BEGIN

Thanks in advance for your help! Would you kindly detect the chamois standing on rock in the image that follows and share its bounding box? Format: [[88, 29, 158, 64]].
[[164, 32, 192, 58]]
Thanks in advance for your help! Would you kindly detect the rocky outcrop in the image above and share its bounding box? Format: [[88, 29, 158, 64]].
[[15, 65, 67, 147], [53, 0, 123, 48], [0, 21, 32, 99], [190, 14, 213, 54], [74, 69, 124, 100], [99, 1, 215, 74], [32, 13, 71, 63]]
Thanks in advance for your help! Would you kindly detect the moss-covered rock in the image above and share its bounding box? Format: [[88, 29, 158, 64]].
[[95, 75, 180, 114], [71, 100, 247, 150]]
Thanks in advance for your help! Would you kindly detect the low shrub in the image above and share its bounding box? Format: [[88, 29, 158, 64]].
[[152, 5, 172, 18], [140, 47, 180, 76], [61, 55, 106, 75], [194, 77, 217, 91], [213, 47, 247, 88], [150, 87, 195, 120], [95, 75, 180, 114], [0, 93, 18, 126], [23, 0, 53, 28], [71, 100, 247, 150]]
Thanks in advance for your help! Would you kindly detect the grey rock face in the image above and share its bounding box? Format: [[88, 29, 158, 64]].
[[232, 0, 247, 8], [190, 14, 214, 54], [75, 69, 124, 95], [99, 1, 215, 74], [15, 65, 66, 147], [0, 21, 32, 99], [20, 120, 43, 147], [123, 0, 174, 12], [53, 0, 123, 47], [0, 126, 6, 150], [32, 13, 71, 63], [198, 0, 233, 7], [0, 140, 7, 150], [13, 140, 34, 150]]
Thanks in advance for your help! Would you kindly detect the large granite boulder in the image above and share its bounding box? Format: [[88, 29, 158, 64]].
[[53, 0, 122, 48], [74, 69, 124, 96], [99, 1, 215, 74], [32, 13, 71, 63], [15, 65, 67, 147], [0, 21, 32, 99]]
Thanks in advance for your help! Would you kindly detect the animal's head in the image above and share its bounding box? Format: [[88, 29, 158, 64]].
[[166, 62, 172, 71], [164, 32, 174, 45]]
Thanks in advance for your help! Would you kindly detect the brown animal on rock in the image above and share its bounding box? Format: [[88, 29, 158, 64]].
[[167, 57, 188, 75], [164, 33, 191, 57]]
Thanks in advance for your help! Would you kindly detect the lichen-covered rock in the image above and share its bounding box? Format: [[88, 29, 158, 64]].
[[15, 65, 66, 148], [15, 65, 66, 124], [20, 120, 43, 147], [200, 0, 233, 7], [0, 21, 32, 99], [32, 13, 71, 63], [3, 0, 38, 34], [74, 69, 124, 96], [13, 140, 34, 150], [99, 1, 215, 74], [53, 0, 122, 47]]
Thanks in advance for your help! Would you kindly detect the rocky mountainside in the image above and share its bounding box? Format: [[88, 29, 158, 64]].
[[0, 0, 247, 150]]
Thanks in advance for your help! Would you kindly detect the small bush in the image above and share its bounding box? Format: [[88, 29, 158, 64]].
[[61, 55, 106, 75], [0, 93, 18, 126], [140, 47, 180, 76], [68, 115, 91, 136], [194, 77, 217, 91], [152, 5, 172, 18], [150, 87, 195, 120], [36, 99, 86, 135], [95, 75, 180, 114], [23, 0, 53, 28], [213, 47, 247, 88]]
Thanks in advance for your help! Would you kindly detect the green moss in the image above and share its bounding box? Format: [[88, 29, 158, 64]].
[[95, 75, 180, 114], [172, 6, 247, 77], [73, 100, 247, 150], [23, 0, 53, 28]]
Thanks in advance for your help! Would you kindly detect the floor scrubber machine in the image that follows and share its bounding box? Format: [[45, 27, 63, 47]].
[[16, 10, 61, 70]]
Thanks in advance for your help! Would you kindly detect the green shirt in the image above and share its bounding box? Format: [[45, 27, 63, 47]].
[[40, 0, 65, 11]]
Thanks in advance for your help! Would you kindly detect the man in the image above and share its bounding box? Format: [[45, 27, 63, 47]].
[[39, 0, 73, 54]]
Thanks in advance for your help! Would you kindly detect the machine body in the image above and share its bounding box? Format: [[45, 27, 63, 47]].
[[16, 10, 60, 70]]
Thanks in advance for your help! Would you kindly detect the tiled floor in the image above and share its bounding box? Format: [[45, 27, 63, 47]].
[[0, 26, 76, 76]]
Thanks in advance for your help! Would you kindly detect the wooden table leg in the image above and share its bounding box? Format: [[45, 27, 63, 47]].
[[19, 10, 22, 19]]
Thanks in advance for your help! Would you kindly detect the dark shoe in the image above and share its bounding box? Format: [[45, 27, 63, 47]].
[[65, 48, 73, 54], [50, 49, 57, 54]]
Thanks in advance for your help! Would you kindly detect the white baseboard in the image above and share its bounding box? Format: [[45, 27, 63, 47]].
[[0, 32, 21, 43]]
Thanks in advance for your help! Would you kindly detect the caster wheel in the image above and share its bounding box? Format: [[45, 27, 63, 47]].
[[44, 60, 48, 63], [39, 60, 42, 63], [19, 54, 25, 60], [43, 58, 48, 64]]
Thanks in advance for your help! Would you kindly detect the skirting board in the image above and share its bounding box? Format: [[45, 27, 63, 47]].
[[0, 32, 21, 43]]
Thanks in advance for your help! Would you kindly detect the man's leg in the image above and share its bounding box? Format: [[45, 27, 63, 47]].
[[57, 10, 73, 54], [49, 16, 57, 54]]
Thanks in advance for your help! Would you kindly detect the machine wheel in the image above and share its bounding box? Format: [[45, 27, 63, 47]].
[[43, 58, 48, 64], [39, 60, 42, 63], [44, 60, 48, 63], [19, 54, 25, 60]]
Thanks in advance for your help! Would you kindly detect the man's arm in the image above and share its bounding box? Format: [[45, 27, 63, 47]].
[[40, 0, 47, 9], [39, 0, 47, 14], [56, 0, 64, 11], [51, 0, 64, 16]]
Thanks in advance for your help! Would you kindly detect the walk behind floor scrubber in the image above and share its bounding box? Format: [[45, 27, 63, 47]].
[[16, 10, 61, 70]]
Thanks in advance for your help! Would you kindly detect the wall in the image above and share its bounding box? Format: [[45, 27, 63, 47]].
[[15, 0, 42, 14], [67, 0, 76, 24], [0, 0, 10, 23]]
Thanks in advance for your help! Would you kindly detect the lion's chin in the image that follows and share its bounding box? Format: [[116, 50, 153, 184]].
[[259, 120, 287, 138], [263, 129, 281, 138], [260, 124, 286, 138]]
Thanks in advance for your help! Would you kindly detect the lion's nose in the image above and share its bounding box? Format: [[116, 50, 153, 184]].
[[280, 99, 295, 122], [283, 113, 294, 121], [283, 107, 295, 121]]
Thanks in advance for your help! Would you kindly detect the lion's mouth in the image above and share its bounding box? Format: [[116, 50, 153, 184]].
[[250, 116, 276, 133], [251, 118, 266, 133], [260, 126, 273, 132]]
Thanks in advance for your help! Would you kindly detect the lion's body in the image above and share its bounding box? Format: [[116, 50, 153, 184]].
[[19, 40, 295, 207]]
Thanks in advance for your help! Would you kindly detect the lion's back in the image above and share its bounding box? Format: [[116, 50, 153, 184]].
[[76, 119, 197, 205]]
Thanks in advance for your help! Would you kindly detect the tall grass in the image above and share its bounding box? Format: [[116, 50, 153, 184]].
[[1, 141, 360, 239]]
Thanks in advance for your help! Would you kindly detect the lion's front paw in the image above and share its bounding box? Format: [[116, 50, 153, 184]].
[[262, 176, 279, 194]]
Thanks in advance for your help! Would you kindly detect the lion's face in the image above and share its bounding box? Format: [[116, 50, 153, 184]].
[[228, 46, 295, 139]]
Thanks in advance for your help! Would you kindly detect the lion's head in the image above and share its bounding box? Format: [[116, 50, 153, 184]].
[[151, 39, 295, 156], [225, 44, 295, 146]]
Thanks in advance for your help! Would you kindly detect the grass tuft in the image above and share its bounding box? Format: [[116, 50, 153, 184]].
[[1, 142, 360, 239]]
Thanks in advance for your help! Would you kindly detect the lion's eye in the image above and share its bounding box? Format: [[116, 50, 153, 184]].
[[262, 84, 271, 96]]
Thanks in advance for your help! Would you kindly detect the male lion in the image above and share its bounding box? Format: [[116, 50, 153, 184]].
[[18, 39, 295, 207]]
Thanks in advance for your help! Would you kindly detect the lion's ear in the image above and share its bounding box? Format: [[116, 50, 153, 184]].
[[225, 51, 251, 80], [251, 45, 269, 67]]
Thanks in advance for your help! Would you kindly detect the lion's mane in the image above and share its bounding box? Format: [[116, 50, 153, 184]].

END

→ Action item: Exactly as they appear, print the lines from the one holding "the lion's ear" through the final line of the entries, and no others.

→ Answer space:
Thanks in advance for your help! Would you kindly detect the lion's ear in the image above and share its bounding box? Format: [[116, 50, 153, 184]].
[[225, 51, 251, 80], [251, 45, 269, 67]]
Thanks in advance for your help! Would you kindly detect the lion's mane in the image above and share its bounding box? Format: [[116, 50, 153, 184]].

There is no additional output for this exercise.